STATED GOAL => Pick out every line of the records containing the string "upper", and copy each one. Case counts.

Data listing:
__________________________________________________

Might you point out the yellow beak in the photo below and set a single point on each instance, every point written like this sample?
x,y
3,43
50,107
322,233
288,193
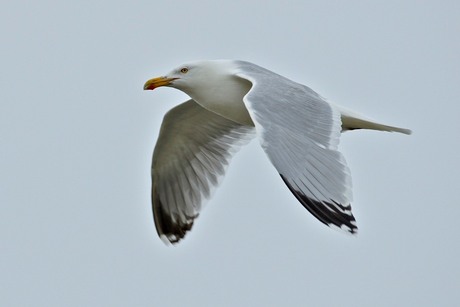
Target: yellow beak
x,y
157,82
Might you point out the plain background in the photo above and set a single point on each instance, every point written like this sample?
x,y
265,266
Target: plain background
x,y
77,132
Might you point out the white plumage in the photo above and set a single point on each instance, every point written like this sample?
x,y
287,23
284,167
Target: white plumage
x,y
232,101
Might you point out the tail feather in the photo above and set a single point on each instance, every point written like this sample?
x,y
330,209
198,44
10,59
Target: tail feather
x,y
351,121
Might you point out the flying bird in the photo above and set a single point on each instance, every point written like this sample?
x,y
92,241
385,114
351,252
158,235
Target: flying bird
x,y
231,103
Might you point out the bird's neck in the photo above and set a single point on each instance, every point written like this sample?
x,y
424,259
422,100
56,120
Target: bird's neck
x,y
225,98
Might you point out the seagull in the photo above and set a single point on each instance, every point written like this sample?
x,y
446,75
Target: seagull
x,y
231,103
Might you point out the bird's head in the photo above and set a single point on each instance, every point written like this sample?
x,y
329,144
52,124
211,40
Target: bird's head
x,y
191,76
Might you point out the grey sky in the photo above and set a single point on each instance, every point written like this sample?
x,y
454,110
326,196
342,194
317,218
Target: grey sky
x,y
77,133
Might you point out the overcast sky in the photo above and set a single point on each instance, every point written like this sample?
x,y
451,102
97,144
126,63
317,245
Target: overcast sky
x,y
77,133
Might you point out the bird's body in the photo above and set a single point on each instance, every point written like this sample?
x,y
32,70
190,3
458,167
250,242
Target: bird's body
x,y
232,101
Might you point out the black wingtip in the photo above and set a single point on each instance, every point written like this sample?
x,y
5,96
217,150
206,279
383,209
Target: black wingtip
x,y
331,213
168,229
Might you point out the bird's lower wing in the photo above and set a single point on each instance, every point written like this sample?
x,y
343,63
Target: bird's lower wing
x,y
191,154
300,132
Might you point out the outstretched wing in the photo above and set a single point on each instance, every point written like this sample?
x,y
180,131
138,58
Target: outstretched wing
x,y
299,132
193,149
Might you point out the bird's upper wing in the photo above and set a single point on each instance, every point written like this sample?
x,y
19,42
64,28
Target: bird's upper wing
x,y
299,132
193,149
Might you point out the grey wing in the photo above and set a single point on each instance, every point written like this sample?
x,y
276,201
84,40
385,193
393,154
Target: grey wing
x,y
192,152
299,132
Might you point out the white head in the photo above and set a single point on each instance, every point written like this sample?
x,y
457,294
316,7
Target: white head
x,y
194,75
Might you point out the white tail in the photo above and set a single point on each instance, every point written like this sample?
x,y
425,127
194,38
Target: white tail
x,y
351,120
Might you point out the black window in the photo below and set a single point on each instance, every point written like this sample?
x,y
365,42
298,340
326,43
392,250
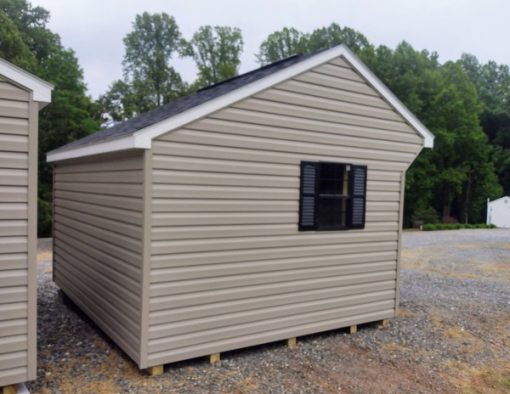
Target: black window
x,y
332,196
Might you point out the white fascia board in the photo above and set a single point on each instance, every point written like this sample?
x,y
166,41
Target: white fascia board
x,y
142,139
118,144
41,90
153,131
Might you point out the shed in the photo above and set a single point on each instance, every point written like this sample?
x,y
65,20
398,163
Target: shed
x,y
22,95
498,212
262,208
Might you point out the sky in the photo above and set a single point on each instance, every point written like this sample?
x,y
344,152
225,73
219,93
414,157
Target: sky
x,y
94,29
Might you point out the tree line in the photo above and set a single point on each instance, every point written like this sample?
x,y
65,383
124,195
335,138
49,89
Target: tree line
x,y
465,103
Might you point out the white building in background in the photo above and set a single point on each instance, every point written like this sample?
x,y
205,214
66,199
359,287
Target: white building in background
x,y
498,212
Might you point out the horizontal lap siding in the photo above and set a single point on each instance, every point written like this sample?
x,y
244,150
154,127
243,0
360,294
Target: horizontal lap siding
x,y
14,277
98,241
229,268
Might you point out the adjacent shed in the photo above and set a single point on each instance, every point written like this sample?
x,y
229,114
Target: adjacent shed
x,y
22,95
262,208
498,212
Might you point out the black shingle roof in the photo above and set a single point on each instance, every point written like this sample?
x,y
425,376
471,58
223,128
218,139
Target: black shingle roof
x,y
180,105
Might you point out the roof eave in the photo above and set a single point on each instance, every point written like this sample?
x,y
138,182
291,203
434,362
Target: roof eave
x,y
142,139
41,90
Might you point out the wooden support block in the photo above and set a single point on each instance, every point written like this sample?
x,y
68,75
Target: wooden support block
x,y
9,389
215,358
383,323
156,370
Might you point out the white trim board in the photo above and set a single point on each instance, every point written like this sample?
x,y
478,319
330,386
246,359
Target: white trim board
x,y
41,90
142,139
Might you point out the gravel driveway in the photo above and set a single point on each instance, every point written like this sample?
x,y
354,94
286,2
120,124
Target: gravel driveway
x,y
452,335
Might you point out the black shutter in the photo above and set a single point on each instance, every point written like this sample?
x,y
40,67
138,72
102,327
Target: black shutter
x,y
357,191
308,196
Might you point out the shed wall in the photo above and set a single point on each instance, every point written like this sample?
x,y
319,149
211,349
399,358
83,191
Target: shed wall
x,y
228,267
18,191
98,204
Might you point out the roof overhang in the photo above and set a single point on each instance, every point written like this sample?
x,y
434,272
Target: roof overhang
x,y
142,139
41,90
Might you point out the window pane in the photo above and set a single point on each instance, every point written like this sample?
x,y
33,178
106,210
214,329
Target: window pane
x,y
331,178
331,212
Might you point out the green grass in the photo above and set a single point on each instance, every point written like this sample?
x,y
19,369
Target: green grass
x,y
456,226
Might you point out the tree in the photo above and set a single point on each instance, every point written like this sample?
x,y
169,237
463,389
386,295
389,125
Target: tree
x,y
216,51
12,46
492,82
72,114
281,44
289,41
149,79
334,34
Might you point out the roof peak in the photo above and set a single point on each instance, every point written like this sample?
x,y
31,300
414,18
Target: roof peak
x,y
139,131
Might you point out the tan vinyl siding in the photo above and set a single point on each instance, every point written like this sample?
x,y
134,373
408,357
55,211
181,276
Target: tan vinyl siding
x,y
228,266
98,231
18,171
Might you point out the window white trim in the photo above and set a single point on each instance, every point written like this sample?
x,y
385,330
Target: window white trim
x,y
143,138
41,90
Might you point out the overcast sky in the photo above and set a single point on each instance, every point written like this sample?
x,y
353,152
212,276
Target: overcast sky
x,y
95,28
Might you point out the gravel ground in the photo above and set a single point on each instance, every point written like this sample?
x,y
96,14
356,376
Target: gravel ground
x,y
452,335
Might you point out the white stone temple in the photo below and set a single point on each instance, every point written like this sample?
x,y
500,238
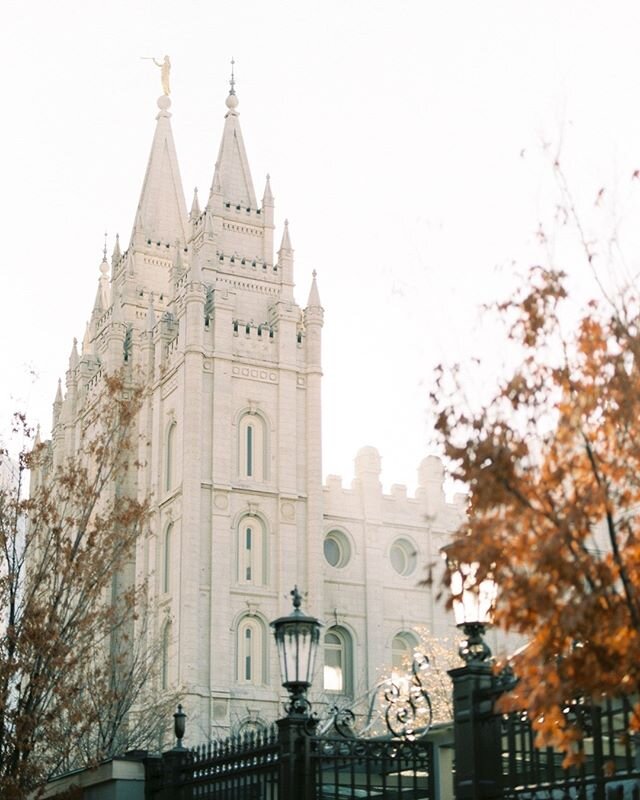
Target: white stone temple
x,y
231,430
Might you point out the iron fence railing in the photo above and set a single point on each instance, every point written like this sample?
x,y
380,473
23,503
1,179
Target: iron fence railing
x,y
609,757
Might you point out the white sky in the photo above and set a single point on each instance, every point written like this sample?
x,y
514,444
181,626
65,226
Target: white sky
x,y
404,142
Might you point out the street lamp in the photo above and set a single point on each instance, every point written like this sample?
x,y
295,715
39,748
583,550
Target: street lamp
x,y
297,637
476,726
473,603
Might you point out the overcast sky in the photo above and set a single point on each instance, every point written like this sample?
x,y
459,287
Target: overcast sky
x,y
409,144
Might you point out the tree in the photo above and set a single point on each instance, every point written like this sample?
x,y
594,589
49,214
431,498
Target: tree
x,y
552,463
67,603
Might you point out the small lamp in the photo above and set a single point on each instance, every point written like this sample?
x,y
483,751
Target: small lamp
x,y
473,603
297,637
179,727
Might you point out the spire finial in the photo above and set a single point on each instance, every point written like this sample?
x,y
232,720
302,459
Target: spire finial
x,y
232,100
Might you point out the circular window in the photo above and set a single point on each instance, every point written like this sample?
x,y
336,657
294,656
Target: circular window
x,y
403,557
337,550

__________________________________________________

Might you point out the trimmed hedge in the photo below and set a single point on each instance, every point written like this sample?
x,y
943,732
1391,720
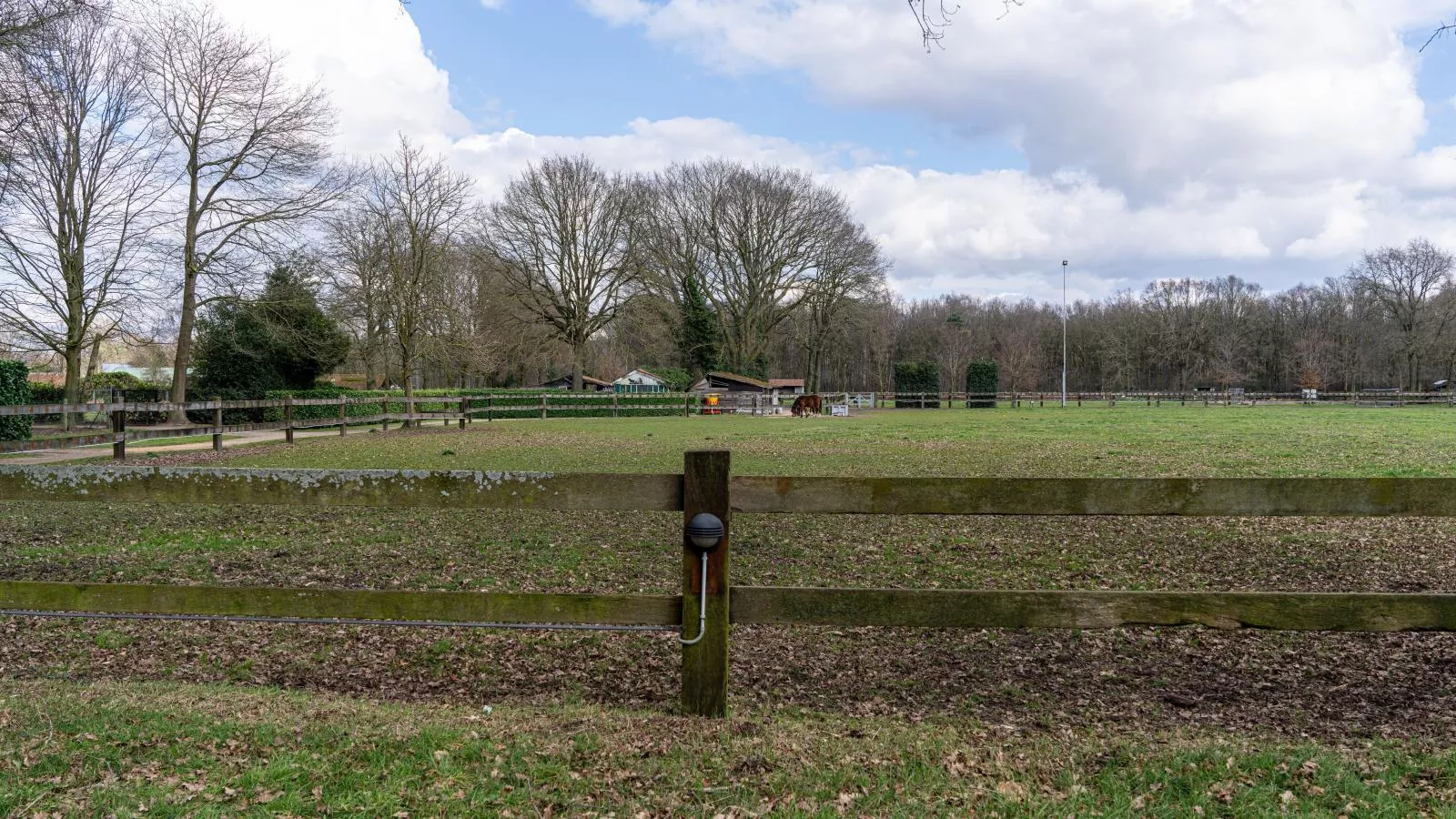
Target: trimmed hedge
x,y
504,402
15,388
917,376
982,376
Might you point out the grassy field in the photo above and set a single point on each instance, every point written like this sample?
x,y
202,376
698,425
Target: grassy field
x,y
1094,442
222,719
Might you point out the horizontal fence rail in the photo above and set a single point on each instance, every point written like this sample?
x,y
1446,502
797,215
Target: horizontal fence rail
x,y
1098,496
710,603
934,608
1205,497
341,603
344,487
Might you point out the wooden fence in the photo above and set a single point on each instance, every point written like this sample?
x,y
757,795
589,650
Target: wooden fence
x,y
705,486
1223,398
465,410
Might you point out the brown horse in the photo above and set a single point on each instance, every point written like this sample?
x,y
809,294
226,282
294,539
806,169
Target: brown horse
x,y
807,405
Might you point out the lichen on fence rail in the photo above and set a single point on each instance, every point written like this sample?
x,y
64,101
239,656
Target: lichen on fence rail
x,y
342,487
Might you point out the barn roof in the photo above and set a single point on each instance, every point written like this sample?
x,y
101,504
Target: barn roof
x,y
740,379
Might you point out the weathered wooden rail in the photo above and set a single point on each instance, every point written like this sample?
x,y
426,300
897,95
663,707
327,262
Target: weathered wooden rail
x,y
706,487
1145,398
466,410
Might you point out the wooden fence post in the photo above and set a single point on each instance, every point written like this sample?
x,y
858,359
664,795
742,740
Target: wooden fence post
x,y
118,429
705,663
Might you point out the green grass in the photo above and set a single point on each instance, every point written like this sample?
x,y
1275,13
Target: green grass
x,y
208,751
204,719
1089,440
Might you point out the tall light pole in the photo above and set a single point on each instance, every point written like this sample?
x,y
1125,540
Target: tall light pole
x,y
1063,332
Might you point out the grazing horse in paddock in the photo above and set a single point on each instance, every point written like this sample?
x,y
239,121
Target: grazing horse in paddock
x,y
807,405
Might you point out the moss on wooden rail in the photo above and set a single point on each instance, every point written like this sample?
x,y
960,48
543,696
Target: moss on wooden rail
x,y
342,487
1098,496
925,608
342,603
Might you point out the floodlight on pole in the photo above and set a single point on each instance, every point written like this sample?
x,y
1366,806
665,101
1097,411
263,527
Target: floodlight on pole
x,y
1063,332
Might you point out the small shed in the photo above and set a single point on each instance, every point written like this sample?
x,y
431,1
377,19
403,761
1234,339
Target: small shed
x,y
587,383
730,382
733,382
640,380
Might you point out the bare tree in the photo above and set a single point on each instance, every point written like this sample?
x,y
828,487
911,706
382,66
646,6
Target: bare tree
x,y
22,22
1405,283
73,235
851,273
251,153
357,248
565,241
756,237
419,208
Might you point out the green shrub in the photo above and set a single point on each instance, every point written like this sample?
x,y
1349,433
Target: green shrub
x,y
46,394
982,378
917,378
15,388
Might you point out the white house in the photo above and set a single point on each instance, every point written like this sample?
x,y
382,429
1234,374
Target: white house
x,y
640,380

__________________________________________________

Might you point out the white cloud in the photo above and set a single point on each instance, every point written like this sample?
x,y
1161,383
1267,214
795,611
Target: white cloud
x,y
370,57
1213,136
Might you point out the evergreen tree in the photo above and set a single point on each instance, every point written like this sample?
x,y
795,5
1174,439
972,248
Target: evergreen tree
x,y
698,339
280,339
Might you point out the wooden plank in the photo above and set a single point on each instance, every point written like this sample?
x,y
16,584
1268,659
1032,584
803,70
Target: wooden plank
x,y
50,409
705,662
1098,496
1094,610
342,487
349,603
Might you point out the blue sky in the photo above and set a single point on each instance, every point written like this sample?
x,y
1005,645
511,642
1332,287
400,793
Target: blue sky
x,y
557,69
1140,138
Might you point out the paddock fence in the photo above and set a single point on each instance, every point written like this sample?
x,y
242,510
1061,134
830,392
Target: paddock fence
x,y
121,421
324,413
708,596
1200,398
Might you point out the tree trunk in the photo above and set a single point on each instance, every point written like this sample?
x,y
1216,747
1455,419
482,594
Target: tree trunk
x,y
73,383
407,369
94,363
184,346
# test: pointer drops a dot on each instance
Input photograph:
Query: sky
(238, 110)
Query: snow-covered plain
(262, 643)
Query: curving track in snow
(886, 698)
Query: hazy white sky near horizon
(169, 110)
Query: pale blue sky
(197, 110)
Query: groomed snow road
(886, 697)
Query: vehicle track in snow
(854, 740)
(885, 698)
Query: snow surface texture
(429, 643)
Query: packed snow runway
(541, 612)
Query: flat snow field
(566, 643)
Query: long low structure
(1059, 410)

__________________________________________________

EXERCISE SOLUTION =>
Might you point out the bird's upper wing in the photo above and set a single point on each instance, every point written like this sample?
Target: bird's upper wing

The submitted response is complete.